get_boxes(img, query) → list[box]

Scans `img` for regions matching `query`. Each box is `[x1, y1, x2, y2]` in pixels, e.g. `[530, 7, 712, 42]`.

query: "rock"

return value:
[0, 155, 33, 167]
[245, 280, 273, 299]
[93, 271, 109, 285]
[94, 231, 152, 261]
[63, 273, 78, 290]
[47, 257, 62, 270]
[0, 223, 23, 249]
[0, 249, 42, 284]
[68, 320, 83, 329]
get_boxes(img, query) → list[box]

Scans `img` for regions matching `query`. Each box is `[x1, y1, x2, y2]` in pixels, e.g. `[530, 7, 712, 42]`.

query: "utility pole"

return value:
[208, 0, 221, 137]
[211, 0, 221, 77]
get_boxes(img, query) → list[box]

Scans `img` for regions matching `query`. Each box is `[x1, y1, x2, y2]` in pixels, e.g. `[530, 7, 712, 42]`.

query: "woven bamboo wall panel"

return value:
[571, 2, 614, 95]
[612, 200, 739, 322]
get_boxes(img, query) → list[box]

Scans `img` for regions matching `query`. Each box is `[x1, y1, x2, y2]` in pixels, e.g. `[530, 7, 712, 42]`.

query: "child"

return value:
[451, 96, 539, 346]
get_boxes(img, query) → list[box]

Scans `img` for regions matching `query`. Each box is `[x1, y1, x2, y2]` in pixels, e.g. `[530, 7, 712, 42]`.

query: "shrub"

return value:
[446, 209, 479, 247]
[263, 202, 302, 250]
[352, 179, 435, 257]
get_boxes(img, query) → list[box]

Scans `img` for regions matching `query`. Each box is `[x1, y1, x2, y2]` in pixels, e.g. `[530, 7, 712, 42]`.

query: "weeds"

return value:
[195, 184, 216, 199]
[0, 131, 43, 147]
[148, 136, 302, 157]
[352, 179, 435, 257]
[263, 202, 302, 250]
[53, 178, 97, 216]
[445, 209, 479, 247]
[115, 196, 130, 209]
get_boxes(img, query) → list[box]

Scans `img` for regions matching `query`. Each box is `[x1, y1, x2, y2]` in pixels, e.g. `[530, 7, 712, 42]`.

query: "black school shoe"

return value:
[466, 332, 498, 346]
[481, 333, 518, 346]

■ WHAT NEEDS TO BE DONE ■
Copy all of the items above without changing a single character.

■ RESULT ■
get_boxes(img, query) → list[box]

Scans `img` for regions matching `query`. Each box is `[x1, y1, x2, y2]` in pixels, e.g. `[530, 7, 712, 42]`.

query: "rock"

return value:
[0, 155, 33, 167]
[245, 280, 273, 299]
[93, 271, 109, 285]
[94, 231, 152, 261]
[63, 273, 78, 290]
[47, 257, 62, 270]
[0, 223, 23, 249]
[0, 249, 42, 284]
[68, 320, 83, 329]
get_boxes(img, query) → list[box]

Scans `img` for regions matching `query`. Each box is `[x1, y1, x2, y2]` in pixels, e.g. `[530, 7, 712, 42]`.

query: "utility pole"

return value:
[208, 0, 221, 137]
[211, 0, 221, 77]
get_boxes(img, query) → list[box]

Scans `img` for regions matching `query`. Each box is `[x1, y1, x2, y2]` in pixels, e.g. `[530, 7, 712, 42]`.

query: "woven bamboo wall panel"

return value:
[571, 2, 614, 95]
[612, 200, 739, 322]
get_boxes(img, query) → list[box]

Scans `img` for regions matching `query`. Each box is `[x1, y1, x2, y2]` in pixels, e.g. `[530, 7, 712, 42]`.

query: "child"

return value:
[451, 96, 539, 346]
get_boxes(img, query) → list[box]

Scans `img` for regions matching `query`. Each box is `[x1, y1, x2, y2]` in pixels, e.g. `[530, 7, 712, 42]`.

query: "shrub"

return value:
[446, 209, 479, 247]
[263, 202, 302, 250]
[352, 179, 435, 257]
get_boxes(img, query) → list[box]

Scans `img` for regions matching `query`. Each box is `[x1, y1, x2, y2]` in pixels, e.g. `[530, 7, 712, 42]`.

query: "weeds"

return value:
[195, 184, 216, 199]
[0, 131, 43, 147]
[148, 136, 302, 157]
[352, 179, 435, 257]
[263, 202, 302, 250]
[53, 178, 97, 216]
[445, 209, 479, 247]
[115, 196, 130, 209]
get_boxes(img, query) → list[box]

Scans `img` for regions matching `query`. Each box is `[x1, y1, x2, y2]` in pixels, e.g. `[530, 7, 712, 42]`.

query: "black school shoe"

return value:
[466, 332, 498, 346]
[481, 333, 518, 346]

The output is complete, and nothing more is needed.